== Stored data

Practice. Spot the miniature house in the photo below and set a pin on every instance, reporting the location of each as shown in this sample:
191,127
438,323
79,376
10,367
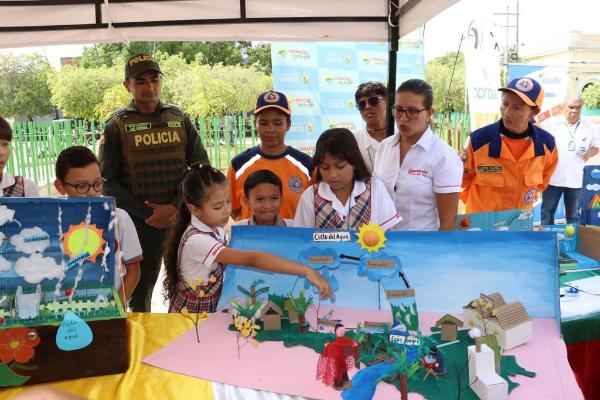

====

Task: Output the records above exactly, leaving out pictures.

Your solution:
Practice. Spot the miniature house in the photo below and set a pin on every instance, reporting the location of each as shown in this sample:
191,127
438,323
79,376
10,367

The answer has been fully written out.